Mercado de trabalho está mergulhado no imperativo do propósito, uma lógica que deixa as pessoas cada vez mais frustradas e distantes do real sabor da vida
Tem uma história sobre um peixe que foi até um ancião e disse:
– “Tô procurando um negócio. Um tal oceano.”
– “O oceano? Você está no oceano”, respondeu o ancião.
– “Isso?’, disse o peixinho, “Isso aqui é água. O que eu quero é o oceano.”(história contada pela personagem Dorothea Williams, em trecho do filme “Soul: uma aventura com alma”)
Qual é o seu propósito? Sua missão? Conheço pessoas que passaram anos se debatendo com esta questão. Algumas buscaram mentoria, coach, referências de sucesso ao se sentirem absurdamente frustradas por não terem uma grande missão, um talento extraordinário ou metas audaciosas para projetar o futuro. Certamente você conhece alguém, ou já passou por isso.
Há algum tempo existe uma lógica insistente no mercado de trabalho: o imperativo do propósito. É possível encontrar em praticamente todas as páginas de empresas na internet manifestos bonitos e missões inspiradoras, projetando uma imagem de organização comprometida com um “”mundo melhor””, enquanto, muitas vezes, do lado de dentro esta imagem não se reflete nas dinâmicas cotidianas e tenta camuflar realidades como precarização das condições de trabalho, destruição do meio ambiente e ampliação das desigualdades.
Assim, para a maioria das empresas, o propósito é puramente mercadológico: ampliar o lucro. Desde a época fordista, esta lógica se mantém ativa. Desse modo, o objetivo sempre foi o de garantir a capa da revista, o tão sonhado helicóptero ou o iate para os fundadores da empresa. No entanto, agora, esses objetivos carregam um discurso que passa uma mensagem mais bonitinha. Esse contexto te soa familiar?

Objetivo proposto A
Informe quantas linhas da listagem contêm a palavra "exit", respondendo apenas com o número.
O texto acima não guarda relação alguma com as linhas da listagem.

Listagem
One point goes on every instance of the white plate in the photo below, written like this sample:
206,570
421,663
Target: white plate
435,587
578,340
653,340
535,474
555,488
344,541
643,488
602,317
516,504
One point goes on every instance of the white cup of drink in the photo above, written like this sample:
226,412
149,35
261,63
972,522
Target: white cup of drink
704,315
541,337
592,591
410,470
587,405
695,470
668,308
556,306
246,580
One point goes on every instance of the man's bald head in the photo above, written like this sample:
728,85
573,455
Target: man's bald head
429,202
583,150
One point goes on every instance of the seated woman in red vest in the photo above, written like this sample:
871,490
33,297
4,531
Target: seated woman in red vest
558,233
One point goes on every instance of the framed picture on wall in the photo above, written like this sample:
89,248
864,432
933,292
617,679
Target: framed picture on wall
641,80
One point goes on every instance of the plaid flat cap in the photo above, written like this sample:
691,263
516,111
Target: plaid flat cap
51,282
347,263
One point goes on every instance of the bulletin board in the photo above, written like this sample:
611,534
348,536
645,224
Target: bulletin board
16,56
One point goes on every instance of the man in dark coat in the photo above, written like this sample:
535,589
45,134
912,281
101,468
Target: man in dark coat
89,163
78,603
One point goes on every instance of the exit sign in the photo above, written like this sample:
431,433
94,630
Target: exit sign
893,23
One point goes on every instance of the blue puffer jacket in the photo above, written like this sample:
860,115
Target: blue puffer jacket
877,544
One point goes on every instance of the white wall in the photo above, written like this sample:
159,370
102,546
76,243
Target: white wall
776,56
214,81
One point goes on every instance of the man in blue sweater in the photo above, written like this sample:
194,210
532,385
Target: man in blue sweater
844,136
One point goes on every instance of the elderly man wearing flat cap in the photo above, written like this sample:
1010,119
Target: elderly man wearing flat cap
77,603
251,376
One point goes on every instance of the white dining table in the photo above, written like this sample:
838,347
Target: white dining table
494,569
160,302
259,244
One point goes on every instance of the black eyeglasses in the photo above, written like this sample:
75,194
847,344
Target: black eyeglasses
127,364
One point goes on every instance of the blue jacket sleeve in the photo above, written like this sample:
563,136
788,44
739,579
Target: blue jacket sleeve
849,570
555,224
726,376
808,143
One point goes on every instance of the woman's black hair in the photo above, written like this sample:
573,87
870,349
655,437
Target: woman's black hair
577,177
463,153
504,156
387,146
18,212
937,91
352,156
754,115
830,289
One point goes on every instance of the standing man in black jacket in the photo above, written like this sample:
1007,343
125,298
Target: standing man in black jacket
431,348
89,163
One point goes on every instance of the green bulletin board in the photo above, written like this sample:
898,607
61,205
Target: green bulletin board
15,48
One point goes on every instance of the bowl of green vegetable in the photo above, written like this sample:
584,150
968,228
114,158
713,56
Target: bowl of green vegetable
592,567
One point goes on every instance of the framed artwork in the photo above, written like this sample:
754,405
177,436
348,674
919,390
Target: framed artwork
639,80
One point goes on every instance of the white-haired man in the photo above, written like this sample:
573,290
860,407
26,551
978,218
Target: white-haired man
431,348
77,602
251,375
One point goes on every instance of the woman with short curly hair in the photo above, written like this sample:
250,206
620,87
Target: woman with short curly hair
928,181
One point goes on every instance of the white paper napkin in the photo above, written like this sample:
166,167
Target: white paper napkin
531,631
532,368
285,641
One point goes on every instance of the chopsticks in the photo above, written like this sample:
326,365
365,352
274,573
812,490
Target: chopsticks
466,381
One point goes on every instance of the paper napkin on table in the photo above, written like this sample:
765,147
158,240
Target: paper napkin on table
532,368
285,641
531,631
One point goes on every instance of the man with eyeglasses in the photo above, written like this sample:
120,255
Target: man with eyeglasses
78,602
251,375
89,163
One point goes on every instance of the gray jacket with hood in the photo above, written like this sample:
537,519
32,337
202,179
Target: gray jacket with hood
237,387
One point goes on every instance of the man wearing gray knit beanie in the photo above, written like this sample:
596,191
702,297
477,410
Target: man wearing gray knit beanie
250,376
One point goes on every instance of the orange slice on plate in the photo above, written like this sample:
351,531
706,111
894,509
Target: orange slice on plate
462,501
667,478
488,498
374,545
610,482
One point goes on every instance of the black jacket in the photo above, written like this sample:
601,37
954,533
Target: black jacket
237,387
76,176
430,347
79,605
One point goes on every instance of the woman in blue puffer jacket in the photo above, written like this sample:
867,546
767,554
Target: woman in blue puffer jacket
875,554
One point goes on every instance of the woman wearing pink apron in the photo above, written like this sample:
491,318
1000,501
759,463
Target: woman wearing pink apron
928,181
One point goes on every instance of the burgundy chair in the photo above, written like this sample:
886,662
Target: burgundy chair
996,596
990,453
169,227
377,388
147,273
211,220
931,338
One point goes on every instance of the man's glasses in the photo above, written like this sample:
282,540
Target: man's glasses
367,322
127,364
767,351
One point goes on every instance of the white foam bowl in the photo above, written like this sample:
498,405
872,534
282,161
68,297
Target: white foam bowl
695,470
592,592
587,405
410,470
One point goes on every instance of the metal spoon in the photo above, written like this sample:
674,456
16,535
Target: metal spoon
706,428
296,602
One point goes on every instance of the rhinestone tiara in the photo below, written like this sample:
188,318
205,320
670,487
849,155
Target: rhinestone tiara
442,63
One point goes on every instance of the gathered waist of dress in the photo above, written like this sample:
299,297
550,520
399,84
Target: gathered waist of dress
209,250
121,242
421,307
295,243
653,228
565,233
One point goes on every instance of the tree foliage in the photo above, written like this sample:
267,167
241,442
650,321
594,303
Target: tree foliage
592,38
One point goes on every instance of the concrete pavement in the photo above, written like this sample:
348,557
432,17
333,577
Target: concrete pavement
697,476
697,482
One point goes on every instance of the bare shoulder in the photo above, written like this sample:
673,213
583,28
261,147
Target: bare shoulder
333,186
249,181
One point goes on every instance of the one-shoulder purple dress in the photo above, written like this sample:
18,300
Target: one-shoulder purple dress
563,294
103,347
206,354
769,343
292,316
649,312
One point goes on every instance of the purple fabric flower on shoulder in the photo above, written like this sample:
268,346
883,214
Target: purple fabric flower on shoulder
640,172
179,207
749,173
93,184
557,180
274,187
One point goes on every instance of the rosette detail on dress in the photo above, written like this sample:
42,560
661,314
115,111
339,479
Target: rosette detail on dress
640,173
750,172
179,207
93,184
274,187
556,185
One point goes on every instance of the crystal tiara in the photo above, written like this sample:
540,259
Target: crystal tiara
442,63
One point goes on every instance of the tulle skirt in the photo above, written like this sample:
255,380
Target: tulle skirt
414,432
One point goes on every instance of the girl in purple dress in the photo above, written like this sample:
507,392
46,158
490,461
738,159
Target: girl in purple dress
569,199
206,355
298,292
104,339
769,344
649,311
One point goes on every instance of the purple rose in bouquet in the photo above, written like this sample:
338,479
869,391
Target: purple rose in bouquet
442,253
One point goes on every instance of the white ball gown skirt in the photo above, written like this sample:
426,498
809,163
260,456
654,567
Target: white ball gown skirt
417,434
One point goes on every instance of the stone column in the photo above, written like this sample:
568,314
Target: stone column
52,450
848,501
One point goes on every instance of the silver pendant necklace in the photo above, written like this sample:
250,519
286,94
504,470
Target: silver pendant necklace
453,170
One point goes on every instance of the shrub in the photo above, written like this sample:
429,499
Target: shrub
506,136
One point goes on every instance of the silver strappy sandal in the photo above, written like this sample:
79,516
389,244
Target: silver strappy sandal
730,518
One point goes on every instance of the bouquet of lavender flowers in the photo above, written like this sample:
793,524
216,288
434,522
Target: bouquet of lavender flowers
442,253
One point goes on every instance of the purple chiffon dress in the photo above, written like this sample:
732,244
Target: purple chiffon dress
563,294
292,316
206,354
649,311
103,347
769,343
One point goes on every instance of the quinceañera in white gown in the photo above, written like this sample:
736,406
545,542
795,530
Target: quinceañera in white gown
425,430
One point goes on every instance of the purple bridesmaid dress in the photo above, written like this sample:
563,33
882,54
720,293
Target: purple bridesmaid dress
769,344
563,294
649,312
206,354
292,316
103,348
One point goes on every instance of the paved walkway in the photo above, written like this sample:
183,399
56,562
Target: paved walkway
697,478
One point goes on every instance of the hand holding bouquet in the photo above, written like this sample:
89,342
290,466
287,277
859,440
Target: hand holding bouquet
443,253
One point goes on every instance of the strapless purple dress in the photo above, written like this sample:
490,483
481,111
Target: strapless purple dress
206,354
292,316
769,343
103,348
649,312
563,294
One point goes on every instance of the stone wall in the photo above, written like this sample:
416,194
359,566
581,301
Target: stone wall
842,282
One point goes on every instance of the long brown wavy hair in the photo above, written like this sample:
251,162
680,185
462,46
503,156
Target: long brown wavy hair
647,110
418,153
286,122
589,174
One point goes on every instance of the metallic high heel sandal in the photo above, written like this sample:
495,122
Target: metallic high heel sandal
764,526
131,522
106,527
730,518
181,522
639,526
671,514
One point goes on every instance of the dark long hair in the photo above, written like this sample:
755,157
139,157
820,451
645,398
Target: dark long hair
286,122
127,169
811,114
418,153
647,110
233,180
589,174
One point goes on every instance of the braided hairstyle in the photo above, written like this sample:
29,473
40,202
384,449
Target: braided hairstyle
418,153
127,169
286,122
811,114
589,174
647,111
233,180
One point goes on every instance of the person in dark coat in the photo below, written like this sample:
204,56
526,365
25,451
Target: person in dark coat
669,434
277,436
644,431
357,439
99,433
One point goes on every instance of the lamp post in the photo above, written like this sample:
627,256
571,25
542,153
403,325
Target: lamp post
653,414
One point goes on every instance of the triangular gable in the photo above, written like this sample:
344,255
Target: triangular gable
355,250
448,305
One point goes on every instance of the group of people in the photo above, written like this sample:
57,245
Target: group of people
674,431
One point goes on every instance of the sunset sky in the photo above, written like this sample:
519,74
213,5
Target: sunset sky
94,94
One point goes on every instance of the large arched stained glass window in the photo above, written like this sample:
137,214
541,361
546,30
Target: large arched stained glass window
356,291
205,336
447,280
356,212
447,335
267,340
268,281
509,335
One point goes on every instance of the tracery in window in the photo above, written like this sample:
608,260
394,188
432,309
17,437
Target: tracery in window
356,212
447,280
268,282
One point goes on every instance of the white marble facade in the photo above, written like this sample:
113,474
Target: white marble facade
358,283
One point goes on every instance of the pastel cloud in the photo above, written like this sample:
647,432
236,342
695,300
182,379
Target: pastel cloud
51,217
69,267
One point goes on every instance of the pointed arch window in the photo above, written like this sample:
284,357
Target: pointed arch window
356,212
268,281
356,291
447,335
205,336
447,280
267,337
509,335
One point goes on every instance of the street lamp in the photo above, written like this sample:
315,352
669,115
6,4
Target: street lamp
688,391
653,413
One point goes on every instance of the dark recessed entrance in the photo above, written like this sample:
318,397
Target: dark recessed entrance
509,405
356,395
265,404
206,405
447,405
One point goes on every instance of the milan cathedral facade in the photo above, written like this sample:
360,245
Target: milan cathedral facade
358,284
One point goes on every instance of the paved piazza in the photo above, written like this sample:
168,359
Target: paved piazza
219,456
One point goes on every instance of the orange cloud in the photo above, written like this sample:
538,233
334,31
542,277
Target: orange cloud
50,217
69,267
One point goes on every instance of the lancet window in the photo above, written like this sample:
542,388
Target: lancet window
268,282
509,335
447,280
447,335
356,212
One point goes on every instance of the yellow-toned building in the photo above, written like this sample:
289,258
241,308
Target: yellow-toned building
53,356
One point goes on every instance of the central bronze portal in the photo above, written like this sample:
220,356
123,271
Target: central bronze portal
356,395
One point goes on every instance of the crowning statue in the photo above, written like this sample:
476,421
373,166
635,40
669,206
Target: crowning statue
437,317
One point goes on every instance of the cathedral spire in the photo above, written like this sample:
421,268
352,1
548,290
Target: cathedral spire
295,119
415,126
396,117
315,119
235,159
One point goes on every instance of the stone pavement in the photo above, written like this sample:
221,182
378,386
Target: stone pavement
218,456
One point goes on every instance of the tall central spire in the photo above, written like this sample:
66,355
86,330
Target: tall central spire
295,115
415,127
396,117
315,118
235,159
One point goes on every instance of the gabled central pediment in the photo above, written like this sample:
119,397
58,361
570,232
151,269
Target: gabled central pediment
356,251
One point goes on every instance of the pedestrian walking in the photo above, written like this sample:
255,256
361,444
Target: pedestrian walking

Objetivo proposto B
Para cada afirmação, diga se ela concorda com o texto sobre o imperativo do propósito, respondendo sim ou não e citando literalmente o trecho decisivo. (i) Para a maioria das empresas, o propósito tem caráter puramente mercadológico; (ii) a lógica do propósito só surgiu no momento atual, sem antecedentes; (iii) na história contada no filme, o peixe reconhece que já está no oceano.

Resposta da tarefa A
2

Resposta da tarefa B
(i) Sim: "para a maioria das empresas, o propósito é puramente mercadológico: ampliar o lucro"
(ii) Não: "Desde a época fordista, esta lógica se mantém ativa."
(iii) Não: "Isso aqui é água. O que eu quero é o oceano."